(Records)
========================

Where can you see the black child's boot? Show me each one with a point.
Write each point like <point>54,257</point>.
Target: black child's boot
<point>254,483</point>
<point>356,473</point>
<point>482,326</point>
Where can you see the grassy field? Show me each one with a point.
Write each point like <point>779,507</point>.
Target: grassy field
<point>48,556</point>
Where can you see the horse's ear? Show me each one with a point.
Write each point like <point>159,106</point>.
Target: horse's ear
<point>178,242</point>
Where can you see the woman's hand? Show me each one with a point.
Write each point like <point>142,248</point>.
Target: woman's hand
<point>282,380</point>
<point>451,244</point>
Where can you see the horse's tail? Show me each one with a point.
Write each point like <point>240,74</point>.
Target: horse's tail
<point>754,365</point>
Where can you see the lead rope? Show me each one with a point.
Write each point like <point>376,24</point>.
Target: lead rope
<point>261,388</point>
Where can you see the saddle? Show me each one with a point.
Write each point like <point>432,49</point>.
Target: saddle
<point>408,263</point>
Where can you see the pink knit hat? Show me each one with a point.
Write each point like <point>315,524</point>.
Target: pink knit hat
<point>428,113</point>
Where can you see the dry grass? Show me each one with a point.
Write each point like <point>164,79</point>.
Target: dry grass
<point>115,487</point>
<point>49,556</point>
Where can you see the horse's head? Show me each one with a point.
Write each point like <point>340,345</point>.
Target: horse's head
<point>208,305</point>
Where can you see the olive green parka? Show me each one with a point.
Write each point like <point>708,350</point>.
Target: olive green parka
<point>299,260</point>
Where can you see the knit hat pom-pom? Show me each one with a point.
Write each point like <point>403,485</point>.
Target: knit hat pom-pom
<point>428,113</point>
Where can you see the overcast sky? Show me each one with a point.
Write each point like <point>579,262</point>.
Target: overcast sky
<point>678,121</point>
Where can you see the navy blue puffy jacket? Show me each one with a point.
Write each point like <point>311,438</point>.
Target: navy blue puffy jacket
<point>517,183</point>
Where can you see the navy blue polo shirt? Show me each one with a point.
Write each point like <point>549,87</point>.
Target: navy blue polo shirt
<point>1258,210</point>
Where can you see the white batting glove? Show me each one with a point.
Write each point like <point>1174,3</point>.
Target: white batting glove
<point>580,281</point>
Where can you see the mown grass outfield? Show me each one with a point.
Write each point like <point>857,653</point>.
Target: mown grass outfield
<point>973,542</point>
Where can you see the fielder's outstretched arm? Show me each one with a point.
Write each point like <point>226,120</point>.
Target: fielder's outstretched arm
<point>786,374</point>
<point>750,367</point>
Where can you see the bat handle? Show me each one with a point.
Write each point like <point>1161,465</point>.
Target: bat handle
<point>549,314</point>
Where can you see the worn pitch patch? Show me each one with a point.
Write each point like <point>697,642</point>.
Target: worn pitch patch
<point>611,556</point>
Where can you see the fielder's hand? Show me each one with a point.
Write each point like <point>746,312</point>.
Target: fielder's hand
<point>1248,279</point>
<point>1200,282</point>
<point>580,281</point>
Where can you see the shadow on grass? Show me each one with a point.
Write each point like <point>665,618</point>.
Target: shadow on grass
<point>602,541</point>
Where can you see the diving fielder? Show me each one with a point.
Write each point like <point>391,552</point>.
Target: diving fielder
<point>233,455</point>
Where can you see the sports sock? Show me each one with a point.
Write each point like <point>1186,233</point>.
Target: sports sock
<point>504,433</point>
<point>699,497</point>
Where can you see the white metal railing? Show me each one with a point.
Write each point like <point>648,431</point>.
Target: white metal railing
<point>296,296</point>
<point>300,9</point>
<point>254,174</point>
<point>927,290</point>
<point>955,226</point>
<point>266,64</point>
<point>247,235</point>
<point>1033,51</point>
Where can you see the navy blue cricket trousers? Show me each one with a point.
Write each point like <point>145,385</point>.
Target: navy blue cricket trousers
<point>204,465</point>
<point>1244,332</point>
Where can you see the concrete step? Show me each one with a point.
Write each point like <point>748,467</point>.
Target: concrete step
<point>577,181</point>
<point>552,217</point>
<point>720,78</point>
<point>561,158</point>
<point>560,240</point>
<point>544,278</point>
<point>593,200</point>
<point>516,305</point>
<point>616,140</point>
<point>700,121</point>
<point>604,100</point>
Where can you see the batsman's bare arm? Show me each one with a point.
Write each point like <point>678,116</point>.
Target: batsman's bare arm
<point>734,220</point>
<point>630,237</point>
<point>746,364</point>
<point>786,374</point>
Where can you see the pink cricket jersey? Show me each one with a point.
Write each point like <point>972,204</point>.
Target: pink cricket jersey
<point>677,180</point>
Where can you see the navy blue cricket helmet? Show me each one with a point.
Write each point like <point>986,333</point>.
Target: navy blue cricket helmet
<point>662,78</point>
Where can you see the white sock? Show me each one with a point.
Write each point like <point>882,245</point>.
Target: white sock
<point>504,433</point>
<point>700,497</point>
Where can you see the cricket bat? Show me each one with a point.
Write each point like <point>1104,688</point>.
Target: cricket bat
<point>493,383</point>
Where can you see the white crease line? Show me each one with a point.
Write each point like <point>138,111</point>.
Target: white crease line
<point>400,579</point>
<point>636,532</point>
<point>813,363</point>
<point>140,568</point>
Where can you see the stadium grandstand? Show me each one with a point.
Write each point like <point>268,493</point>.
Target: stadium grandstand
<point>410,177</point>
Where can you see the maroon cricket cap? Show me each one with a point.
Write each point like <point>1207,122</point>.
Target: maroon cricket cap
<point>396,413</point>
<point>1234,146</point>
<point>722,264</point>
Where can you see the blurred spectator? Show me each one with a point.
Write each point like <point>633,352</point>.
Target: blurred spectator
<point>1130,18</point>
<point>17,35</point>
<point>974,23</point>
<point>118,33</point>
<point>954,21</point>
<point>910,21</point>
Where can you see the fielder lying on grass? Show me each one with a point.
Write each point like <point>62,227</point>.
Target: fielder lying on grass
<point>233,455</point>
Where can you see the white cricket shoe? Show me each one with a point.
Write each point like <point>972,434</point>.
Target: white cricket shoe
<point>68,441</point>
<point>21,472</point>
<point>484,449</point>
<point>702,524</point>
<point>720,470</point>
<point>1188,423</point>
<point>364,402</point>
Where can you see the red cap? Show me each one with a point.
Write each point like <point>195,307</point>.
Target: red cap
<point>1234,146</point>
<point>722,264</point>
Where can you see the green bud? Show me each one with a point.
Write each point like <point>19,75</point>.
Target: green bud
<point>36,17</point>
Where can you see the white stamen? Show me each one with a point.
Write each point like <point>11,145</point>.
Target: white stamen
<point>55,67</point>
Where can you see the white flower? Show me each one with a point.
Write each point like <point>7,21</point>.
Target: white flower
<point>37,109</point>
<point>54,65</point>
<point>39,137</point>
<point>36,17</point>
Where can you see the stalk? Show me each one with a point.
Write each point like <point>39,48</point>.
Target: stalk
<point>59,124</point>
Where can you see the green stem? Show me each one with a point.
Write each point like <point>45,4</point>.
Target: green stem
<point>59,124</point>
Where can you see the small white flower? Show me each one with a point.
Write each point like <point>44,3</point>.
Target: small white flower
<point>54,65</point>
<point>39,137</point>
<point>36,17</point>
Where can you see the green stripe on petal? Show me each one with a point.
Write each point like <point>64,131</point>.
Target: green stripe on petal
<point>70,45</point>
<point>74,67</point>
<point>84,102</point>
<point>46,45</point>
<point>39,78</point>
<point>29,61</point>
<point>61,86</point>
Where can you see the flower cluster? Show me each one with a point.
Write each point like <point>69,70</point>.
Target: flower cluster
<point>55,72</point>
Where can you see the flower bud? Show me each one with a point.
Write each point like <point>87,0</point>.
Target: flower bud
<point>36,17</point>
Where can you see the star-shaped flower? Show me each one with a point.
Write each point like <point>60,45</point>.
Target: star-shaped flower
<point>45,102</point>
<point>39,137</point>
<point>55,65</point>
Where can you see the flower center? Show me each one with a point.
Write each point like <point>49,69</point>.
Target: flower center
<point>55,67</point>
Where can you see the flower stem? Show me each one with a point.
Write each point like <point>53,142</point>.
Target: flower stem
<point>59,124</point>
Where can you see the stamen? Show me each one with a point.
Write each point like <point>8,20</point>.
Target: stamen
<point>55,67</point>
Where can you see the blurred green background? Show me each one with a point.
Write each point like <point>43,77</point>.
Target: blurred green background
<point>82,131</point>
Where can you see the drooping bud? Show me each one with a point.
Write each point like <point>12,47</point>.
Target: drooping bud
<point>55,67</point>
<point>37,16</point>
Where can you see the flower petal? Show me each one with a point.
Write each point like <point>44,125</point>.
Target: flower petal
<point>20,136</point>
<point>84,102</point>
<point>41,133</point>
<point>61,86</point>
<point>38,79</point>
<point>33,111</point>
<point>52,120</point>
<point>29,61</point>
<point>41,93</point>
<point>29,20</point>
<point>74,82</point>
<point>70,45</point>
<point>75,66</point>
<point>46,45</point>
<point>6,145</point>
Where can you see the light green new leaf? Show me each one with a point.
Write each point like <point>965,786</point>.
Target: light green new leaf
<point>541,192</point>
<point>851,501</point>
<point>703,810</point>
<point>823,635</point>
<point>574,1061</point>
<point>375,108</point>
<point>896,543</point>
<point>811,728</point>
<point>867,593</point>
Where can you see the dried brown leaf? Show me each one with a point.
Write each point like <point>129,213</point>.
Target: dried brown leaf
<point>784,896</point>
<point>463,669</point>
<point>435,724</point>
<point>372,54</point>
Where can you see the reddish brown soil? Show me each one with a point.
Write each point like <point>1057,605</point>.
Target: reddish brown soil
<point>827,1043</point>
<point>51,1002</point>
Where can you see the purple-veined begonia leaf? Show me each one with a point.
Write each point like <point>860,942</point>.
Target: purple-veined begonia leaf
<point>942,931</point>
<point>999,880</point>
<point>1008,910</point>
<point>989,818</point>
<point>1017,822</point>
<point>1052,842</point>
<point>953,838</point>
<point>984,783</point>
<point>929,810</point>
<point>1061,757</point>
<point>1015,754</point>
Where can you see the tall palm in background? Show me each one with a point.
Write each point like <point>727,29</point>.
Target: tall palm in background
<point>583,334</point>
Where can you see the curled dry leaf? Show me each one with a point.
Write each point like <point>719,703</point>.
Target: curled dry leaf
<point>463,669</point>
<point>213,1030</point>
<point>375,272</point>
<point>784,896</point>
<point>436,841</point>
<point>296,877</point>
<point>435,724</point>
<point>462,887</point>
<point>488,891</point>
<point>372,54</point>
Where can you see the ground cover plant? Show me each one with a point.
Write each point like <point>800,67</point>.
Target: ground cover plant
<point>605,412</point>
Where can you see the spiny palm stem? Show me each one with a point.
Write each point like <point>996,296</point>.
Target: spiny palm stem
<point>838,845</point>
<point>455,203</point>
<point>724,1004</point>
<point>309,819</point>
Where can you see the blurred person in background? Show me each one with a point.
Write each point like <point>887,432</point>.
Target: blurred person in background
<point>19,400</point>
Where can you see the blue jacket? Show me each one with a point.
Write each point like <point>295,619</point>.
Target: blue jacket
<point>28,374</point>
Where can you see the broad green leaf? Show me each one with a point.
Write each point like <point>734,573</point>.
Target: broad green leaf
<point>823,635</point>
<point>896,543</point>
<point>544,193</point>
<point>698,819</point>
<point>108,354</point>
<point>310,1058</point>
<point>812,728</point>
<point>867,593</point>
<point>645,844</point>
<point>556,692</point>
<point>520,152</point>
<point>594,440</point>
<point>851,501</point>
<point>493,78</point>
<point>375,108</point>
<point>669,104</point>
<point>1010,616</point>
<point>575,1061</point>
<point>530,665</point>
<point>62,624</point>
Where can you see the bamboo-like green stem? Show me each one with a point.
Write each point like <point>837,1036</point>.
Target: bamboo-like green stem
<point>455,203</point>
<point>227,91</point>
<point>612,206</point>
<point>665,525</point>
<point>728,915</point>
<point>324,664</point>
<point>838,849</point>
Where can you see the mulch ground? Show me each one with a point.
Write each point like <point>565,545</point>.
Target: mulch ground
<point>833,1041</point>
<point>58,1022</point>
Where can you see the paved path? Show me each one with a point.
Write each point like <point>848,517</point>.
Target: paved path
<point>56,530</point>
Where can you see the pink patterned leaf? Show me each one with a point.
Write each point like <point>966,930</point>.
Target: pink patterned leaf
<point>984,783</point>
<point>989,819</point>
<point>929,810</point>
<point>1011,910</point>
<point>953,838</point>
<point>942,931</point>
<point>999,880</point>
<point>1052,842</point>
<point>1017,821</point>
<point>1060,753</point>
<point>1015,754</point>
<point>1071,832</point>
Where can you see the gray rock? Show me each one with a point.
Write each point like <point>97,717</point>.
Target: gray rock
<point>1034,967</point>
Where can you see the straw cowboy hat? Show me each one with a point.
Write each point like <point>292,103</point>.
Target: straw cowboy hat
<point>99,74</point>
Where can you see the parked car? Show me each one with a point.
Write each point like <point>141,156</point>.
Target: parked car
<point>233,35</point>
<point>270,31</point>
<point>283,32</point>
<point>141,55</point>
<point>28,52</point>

========================

• [Required work] Can you write out the lines from the start of the records up to and including the line with "<point>48,556</point>" as a numbered list, skipping any blank lines?

• [The answer]
1. Where can you see the black child's boot? Show me each one with a point.
2. Write each point like <point>54,257</point>.
3. Target: black child's boot
4. <point>254,483</point>
5. <point>356,473</point>
6. <point>482,326</point>
7. Where can you see the grassy field? Show me each one with a point.
8. Write each point like <point>779,507</point>.
9. Target: grassy field
10. <point>48,556</point>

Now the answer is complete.